======== Article ========

I have changed my thing at no time from the beginning until now. Naturally you have to do a little flavoring sometime and the lyric I always try to look for something that’s the truth that’s meaningful. It’s kind of hard to find a definition for what the blues is and what it’s not. It just don’t worry me. I feel that as long as I can produce and record music that people enjoy, they can call it blues, they can call it rhythm and blues, they can call it soul or whatever. I don’t care.

I loved the guitar so much. Always have and still do. To me it’s one of the greatest instruments that makes music. I’m sure you’ll find other people that play other instruments will say different, but me being a guitar player, this is my first love of instruments as far as making music goes.

I built I guess what every kid that likes music or whatever, the old thing up against the wall of the house. You take the two nails and the strings of hay baling wire and you put these nails in the wall and you tie this wire around it. And you get a couple of bricks and put in on each end. And you use something to pick it with and a bottle. You get, you know, like a Hawaiian type sound. I call them guitars, other people call them other things you know. But then I tried to make a guitar with boards. Naturally it wouldn’t stay. It wasn’t stiff enough.

So after working and trying to save my little money doing odd things and stealing a little money – when I say stealing, I mean not giving it all to my mom because that was a must. You make some money you got to go turn it in and then she give you what she wanted. You to have. So I’d hold out. And I saved and saved until I saved up enough to pay for a little mail order catalogue guitar.  And I think I ordered from a mail catalogue at that time was Walter Fields. And it cost fourteen dollars and I think about 40-some cents.

And when the notice came, I’d be the one to go and get the notice and what have you.

My mom said: “Maybe it’s something you ordered for me or something I ordered, so go see what it is.”

========

:: Goal ::
Decide whether each statement agrees with the text about the blues and the guitar. Answer yes or no for each, and quote the words of the text that settle it.
1. The mail order guitar cost about fourteen dollars.
2. The guitar built from boards held up well.
3. It matters to the speaker whether the music is called blues, rhythm and blues, or soul.

======== Material ========

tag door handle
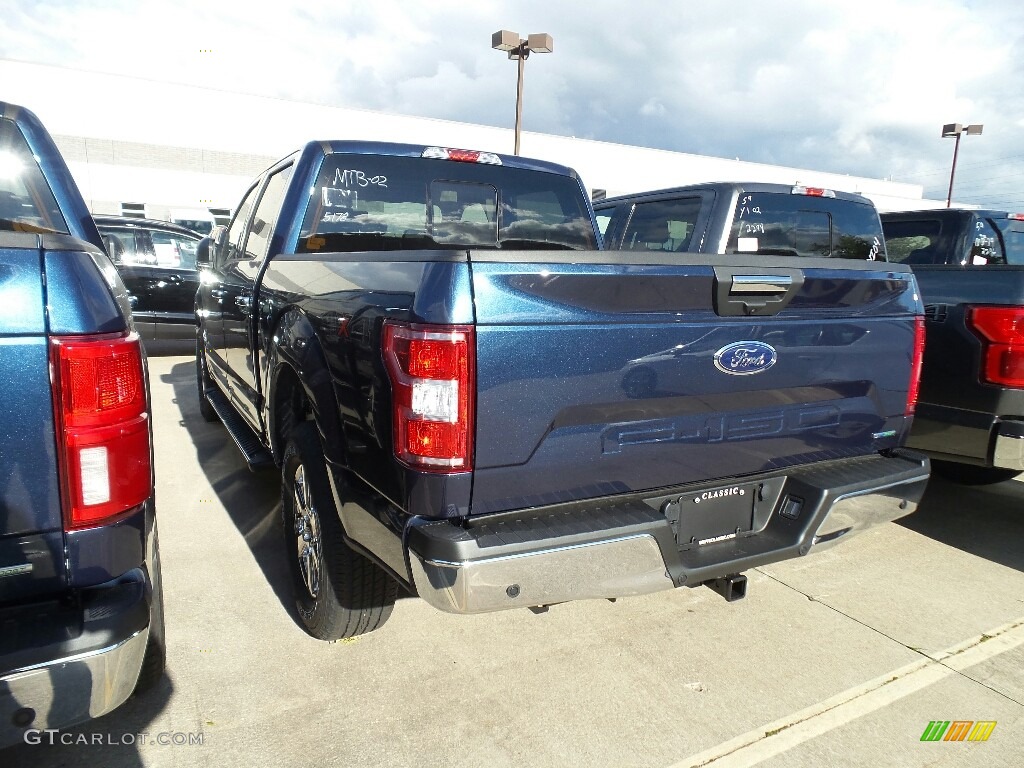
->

========

:: Completed task ::
1. Yes: "And it cost fourteen dollars and I think about 40-some cents."
2. No: "Naturally it wouldn’t stay. It wasn’t stiff enough."
3. No: "they can call it blues, they can call it rhythm and blues, they can call it soul or whatever. I don’t care."